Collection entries
--- --- ---
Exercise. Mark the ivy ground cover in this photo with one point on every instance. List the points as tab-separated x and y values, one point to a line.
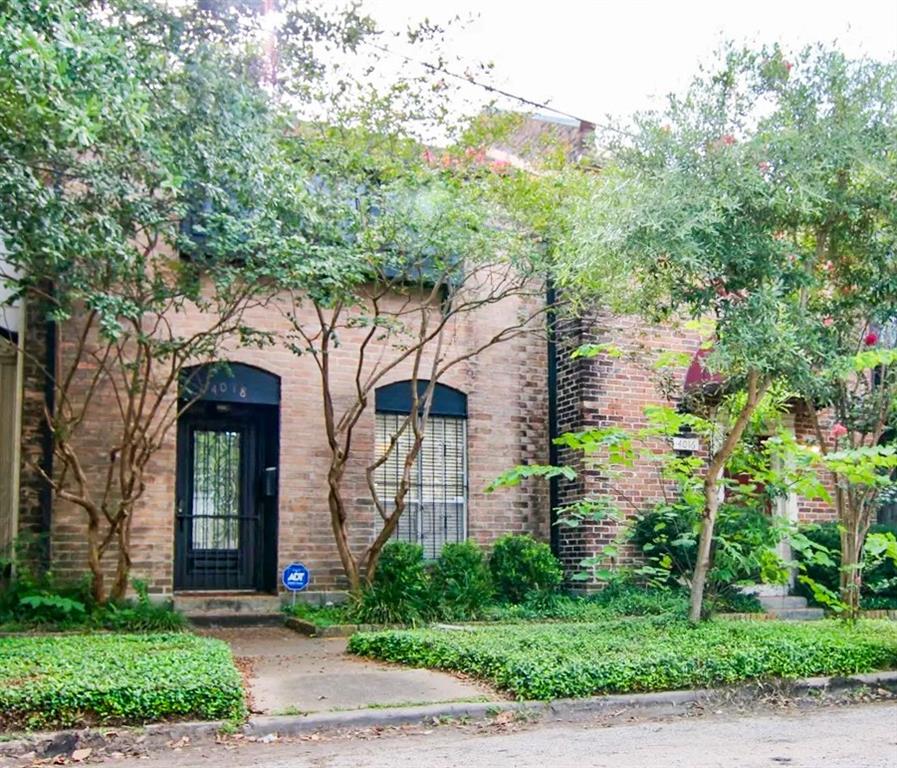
69	680
559	660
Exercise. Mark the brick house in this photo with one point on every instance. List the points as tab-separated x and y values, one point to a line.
238	491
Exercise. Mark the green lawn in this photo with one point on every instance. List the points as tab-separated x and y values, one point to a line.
558	660
69	680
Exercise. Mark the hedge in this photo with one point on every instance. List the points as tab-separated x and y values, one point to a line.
547	661
70	680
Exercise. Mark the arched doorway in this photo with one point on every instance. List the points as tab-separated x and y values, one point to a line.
227	463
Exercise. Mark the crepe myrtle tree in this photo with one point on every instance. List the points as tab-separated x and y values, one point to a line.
141	178
410	245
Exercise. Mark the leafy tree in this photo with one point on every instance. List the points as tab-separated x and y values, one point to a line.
686	218
142	177
831	147
409	247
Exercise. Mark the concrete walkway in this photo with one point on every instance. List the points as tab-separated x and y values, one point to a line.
292	674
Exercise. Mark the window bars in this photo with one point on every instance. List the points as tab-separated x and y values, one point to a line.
436	501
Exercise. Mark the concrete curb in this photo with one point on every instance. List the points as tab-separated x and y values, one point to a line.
662	703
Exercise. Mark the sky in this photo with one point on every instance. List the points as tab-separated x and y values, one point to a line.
599	58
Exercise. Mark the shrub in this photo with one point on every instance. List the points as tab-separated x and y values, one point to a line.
40	602
521	566
400	591
632	600
546	661
72	680
879	578
461	584
142	615
319	615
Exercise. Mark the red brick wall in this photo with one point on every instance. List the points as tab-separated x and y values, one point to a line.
611	390
507	401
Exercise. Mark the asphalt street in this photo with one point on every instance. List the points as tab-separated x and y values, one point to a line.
857	736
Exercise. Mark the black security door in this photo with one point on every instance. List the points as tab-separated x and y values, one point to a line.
219	520
227	459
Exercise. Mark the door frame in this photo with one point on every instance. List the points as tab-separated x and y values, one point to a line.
214	396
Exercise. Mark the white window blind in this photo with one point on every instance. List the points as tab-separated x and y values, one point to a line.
436	502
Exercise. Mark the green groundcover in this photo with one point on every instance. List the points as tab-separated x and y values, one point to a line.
66	680
559	660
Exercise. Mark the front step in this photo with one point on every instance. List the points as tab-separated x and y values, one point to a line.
229	608
782	602
790	608
799	614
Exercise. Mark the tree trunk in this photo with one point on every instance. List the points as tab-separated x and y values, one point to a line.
123	560
756	388
340	532
97	587
705	545
853	537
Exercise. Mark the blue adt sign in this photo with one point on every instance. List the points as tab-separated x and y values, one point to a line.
295	577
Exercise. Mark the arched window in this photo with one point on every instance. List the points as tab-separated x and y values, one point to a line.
436	502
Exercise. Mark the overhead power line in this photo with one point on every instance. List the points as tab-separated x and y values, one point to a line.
480	84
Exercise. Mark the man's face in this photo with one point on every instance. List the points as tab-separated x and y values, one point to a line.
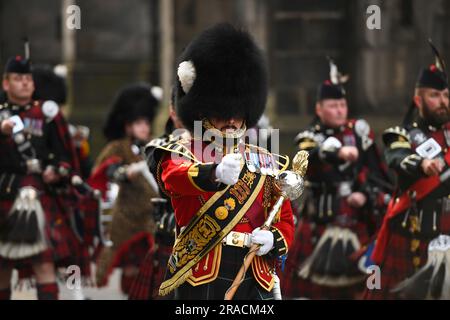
18	86
433	105
229	125
332	112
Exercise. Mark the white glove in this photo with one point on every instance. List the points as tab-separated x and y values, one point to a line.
264	238
229	169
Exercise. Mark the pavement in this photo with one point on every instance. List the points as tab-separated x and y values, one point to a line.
110	292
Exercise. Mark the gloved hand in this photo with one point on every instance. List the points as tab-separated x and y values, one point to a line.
229	168
264	238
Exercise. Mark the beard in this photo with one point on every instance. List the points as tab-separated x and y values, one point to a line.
438	117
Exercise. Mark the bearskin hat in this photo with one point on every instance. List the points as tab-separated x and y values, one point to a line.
48	85
131	103
434	76
221	74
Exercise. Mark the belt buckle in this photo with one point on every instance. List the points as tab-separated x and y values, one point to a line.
236	239
344	189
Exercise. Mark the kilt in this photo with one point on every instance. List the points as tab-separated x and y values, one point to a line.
293	286
130	253
152	270
61	238
133	251
397	266
231	262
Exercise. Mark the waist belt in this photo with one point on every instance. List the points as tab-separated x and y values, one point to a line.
237	239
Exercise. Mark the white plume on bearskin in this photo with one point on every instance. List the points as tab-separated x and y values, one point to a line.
432	281
330	263
23	235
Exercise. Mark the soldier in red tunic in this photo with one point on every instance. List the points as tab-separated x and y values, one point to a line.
36	162
220	191
342	203
418	216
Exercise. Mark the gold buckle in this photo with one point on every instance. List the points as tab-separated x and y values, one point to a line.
235	239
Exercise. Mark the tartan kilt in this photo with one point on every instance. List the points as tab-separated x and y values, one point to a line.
230	263
133	251
293	286
61	238
396	266
152	271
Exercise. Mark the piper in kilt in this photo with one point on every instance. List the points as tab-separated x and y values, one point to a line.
413	245
342	201
121	164
37	158
220	192
152	269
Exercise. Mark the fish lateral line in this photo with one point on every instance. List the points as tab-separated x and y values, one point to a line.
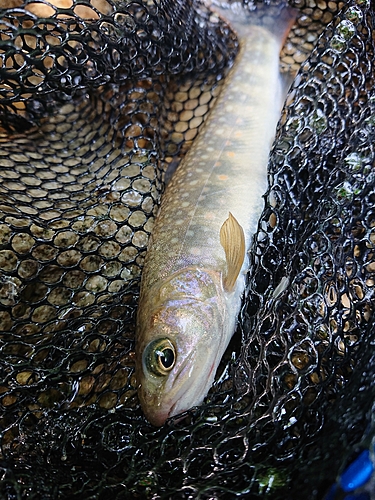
232	239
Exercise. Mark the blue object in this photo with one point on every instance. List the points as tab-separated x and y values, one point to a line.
358	472
356	475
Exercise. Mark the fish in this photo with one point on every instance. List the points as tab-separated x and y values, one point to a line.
194	272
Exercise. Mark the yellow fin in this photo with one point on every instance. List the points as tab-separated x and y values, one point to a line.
232	239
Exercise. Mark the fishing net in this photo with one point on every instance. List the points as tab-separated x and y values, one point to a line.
99	102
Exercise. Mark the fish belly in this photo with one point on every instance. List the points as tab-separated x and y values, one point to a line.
226	168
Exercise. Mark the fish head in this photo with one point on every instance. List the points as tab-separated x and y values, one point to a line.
179	346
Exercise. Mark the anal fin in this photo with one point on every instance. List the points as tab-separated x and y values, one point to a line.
232	239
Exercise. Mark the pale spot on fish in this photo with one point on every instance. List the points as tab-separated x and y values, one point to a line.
196	251
209	215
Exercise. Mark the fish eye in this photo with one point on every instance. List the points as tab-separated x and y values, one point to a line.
160	356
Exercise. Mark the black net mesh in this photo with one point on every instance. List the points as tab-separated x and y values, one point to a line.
99	100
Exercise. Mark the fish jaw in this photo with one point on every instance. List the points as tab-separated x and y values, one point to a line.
199	326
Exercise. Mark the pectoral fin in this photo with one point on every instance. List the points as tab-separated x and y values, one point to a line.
232	239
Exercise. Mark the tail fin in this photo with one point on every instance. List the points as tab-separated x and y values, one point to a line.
277	19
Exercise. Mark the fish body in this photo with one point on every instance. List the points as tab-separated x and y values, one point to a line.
194	274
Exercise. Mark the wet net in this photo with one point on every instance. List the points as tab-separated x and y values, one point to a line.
99	102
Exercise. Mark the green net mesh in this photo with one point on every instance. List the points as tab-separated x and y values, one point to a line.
99	102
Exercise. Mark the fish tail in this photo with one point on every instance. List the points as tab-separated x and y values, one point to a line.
277	19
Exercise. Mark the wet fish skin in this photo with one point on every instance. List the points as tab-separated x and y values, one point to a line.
186	313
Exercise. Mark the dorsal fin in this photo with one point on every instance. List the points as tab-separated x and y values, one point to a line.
232	239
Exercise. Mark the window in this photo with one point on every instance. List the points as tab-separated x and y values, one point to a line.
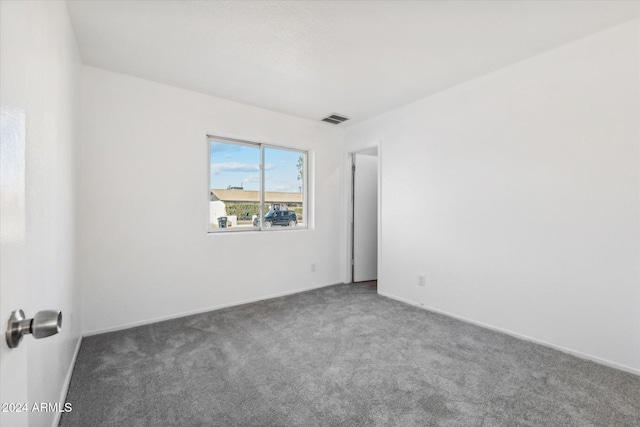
256	186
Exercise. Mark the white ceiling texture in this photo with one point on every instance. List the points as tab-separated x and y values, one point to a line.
312	58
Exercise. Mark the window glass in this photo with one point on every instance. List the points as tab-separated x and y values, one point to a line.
234	181
284	184
255	186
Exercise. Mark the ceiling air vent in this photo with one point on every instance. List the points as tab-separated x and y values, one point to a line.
335	119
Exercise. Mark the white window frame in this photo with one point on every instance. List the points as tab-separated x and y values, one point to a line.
--- --- ---
* _Written task_: Copy the entries above faithfully and omit every image.

* _Task result_:
Exercise. Mark the ivy ground cover in this photo with one point on every instance. List the points as tab-separated x and y values, one point to a line.
69	680
559	660
Exercise. Mark the brick house in this photo with one point on every instance. List the points as tab-separated x and y values, one point to a line.
238	491
Exercise. Mark the green lawn in this photo with one point on every instance. List the points as tab-separated x and y values, one point to a line.
558	660
69	680
Exercise. Mark the hedge in this photo with one point on every instance. List the points as tab-separated x and y values, one point to a line.
547	661
70	680
Exercise. Mark the arched doorway in this photo with one point on every instance. List the points as tab-separated x and y values, one point to a line.
227	463
Exercise. Mark the crepe myrtle tree in this photo with one point on every instance. List the points as tab-separated x and y values, one point to a line.
141	178
410	245
Exercise. Mark the leafy tree in this photo with one point on every instance. List the points as tab-separated x and y values, one point to a line.
686	218
142	177
831	147
409	247
Exercise. Mark the concrete walkway in this photo with one point on every instance. List the points as tab-separated x and y values, one point to a line.
292	674
Exercise. Mark the window bars in this photo with one point on every instance. List the points as tab-separated x and y values, one point to a line.
436	501
Exercise. Mark the concrete curb in this photo with one point on every instance. List the points as tab-separated x and y values, one point to a line.
662	703
Exercise. Mark the sky in this photo with one point on every instance. List the points as tab-separated x and y values, one point to a line.
599	58
Exercise. Mark the shrub in this photo with one point on every instance. List the points as tab-separated x and y values, one point to a line.
40	602
521	566
400	591
632	600
546	661
72	680
879	578
461	584
142	615
319	615
Exercise. Mark the red brick wall in this photo with one point on every instance. List the points as tab-separated x and y values, one point to a line.
611	390
507	401
Exercise. Mark the asphalt street in this photo with one point on every instance. List the points as tab-separated x and y values, one point to a line.
857	736
Exercise. Mark the black security door in this photo with one point on every instance. List the points as tab-separated x and y values, one point to a line.
219	520
227	459
Exercise. Mark the door frame in this photo with one point on every instance. List the points as tab-separated x and y values, one point to a line.
214	396
Exercise. Mark the white window blind in this photo with one point on every instance. List the points as tab-separated x and y values, one point to a line.
436	502
Exercise. Mark the green groundcover in this photo with one point on every instance. List the points as tab-separated x and y values, one point to a line.
66	680
559	660
Exercise. Mark the front step in this photo with one point on every instance. List the points as tab-separated x and y values, one point to a line.
229	608
782	602
790	608
799	614
Exercise. Mark the tree trunk in this photo with one point on every instance. List the points as tab-separated x and y values, one point to a line.
123	560
756	388
340	532
97	587
705	545
853	537
Exercise. Mark the blue adt sign in this photo with one point on every instance. List the points as tab-separated x and y values, one point to a line.
295	577
Exercise. Mark the arched window in this photo with one point on every instance. List the points as tab-separated x and y values, one point to a line.
436	502
Exercise. Mark the overhead power line in this photo with one point on every instance. List the points as tab-separated x and y values, one point to a line.
480	84
Exercise. Mark the man's face in this photo with one point on every instance. List the points as tab-separated x and y values, one point to a line.
18	86
433	105
229	125
332	112
Exercise. Mark the white glove in this photo with one point on every instance. List the points as tab-separated x and y values, one point to a line.
264	238
229	169
Exercise. Mark the pavement in this photo with one point on every instance. List the points as tab-separated x and y values, one point to a line.
110	292
Exercise. Mark the gloved hand in this photo with one point on every instance. List the points as tab-separated x and y values, one point to a line.
229	168
264	238
Exercise. Mark the beard in this photo with one point on every instance. List the points as tab-separated x and y values, one point to a line.
438	117
Exercise. Mark the bearskin hat in this photo with one point on every instance. List the points as tab-separated x and y values, one point to a line.
48	85
131	103
434	76
221	74
Exercise. Mark the belt buckle in this photo with one point on every instance. List the points as tab-separated x and y values, one point to a line.
236	239
344	189
Exercise. Mark the kilt in this photo with one point on every instance. List the points as tab-separated x and y values, one point to a line.
293	286
130	253
152	270
61	238
133	251
397	266
231	262
Exercise. Mark the waist belt in this photo with one point on every instance. List the points as tab-separated x and y values, one point to a line.
237	239
Exercise. Mark the white plume on bearskin in this photo with one point on every instance. List the points as tab-separated x and y values, one point to a line.
432	281
330	263
23	235
Exercise. Mark the soldier in red tunic in this photo with one point on every instance. List the points as tab-separated x and y values, one point to a line.
36	162
220	191
342	203
418	216
Exercise. Mark the gold buckle in this photo with one point on every instance. List the points as tab-separated x and y values, one point to a line.
235	239
Exercise. Mark the tartan kilt in this photo with one point on every instance. List the points as tab-separated x and y values, one point to a line.
230	263
133	251
293	286
61	238
396	266
152	271
Exercise. Mark the piper in kilt in this photo with one point on every instance. List the points as tab-separated x and y values, one point to a line.
413	245
342	201
121	164
37	158
220	192
152	269
Exercise. Mark the fish lateral line in this photo with one point on every instance. List the points as tab-separated x and y values, one point to a line.
232	239
Exercise. Mark the blue object in this photo with one point on every instance. List the points as tab-separated x and y values, one point to a line.
358	472
356	475
Exercise. Mark the fish in this photo with one point on every instance. List the points as tab-separated x and y values, one point to a line.
194	272
Exercise. Mark the yellow fin in this photo with one point on every instance. List the points as tab-separated x and y values, one point to a line.
232	239
Exercise. Mark the fishing net in this photo with one point on every instance. List the points as tab-separated x and y values, one point to a line.
99	102
Exercise. Mark the fish belly in this photo with one point on every instance. List the points as tab-separated x and y values, one point to a line.
226	168
Exercise. Mark the fish head in this photo with one point on every instance. List the points as tab-separated x and y values, one point to a line.
179	346
Exercise. Mark the anal fin in this photo with one point on every instance. List the points as tab-separated x and y values, one point to a line.
232	239
Exercise. Mark the pale spot on fish in this photo with one point on every instance. List the points as tab-separated x and y values, one point to a line.
196	251
209	215
Exercise. Mark the fish eye in this photo with one point on every instance. List the points as tab-separated x and y values, one point to a line.
160	356
Exercise. Mark the black net mesh in this photo with one point on every instance. List the points as tab-separated x and y values, one point to a line.
99	100
Exercise. Mark the fish jaw in this photo with one point on every instance. List the points as tab-separated x and y values, one point to a line.
199	326
Exercise. Mark the pectoral fin in this photo with one point on every instance. List the points as tab-separated x and y values, one point to a line.
232	239
Exercise. Mark the tail fin in this photo with one point on every instance. List the points as tab-separated x and y values, one point to a line.
277	19
Exercise. Mark the fish body in this photo with one point on every instance. List the points as tab-separated x and y values, one point to a line.
194	274
Exercise. Mark the wet net in this photo with one point on every instance. List the points as tab-separated x and y values, one point to a line.
99	102
Exercise. Mark the green net mesh in this photo with one point on every instance. List the points as tab-separated x and y values, one point to a line.
99	102
Exercise. Mark the fish tail in this photo with one point on every instance. List the points as tab-separated x and y values, one point to a line.
277	19
Exercise. Mark the wet fish skin in this photo with one point on every instance. List the points as tab-separated x and y values, one point to a line.
186	313
Exercise. Mark the dorsal fin in this photo with one point on every instance. List the points as tab-separated x and y values, one point to a line.
232	239
Exercise. Mark the window in this photo with one point on every instance. List the points as tab-separated x and y values, one point to a line.
256	186
Exercise. Mark the white ceiling texture in this photo with one point on every instance. List the points as tab-separated x and y values, one point to a line.
312	58
Exercise. Mark the window glass in this photo with one point on every instance. List the points as tab-separated x and y values, one point to a line.
234	181
284	184
255	186
Exercise. Mark the ceiling air vent in this photo with one point on every instance. List the points as tab-separated x and y values, one point to a line.
335	119
Exercise. Mark the white window frame in this photo with one point on every instance. List the points as tab-separated x and y values, one point to a line.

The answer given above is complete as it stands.